* Exercise data *
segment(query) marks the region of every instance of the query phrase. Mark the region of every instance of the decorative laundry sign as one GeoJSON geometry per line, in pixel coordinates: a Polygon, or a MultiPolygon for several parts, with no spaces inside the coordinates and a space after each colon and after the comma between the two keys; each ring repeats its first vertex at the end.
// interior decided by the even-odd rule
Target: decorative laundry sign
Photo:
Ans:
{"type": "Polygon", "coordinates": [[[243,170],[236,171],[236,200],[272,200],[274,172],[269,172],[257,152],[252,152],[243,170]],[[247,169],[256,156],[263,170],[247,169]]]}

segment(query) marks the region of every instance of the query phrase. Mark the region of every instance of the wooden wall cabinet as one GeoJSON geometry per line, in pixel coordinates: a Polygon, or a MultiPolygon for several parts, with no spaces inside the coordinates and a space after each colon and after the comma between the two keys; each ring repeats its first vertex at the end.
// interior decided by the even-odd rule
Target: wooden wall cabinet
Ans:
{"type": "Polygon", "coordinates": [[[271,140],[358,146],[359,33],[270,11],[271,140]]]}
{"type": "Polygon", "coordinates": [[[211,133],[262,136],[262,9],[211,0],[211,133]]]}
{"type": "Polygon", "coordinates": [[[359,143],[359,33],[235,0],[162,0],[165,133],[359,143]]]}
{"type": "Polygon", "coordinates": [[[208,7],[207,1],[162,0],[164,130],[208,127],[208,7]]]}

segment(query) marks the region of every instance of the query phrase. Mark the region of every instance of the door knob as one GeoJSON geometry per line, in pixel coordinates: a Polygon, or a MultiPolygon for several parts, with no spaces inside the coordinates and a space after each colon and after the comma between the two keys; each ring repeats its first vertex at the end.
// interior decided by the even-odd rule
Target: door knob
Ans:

* Given task *
Edit the material above so that each "Target" becomes "Query". Leave every other character unchanged.

* Solution to this problem *
segment(query) marks the region of every instance of the query phrase. Mark the region of every instance of the decorative laundry sign as one GeoJSON geometry per line, in pixel coordinates: a Polygon, or a MultiPolygon for several parts, with no spaces inside the coordinates and a space after each colon and after the comma between the two keys; each ring repeats its first vertex at the end.
// interior decided by the even-odd rule
Query: decorative laundry sign
Photo:
Ans:
{"type": "Polygon", "coordinates": [[[243,170],[236,171],[236,200],[272,200],[274,172],[269,172],[257,152],[252,152],[243,170]],[[247,169],[256,156],[263,170],[247,169]]]}

segment(query) marks the region of every instance of the query phrase. Mark the region of every instance of the wooden wall cabinet as one GeoJSON geometry per line, in pixel coordinates: a Polygon, or a MultiPolygon for several parts, with no spaces inside the coordinates and a space after each colon and after the comma between the two keys; each ring repeats its first vertex at the end.
// interior decided by the even-odd rule
Query: wooden wall cabinet
Ans:
{"type": "Polygon", "coordinates": [[[271,140],[358,146],[359,33],[270,11],[271,140]]]}
{"type": "Polygon", "coordinates": [[[211,133],[262,136],[262,9],[211,0],[211,133]]]}
{"type": "Polygon", "coordinates": [[[359,143],[359,33],[235,0],[162,0],[165,133],[359,143]]]}
{"type": "Polygon", "coordinates": [[[208,7],[207,1],[162,0],[164,130],[208,127],[208,7]]]}

segment(query) marks the region of every instance of the query phrase. Mark the region of every instance of the door knob as one GeoJSON geometry per line, in pixel coordinates: a Polygon, or a MultiPolygon for several parts, with no spaces inside the coordinates and a space after each colon and after the comma between the two keys; each ring repeats its first vertex at the end.
// interior decided by the even-odd rule
Query: door knob
Ans:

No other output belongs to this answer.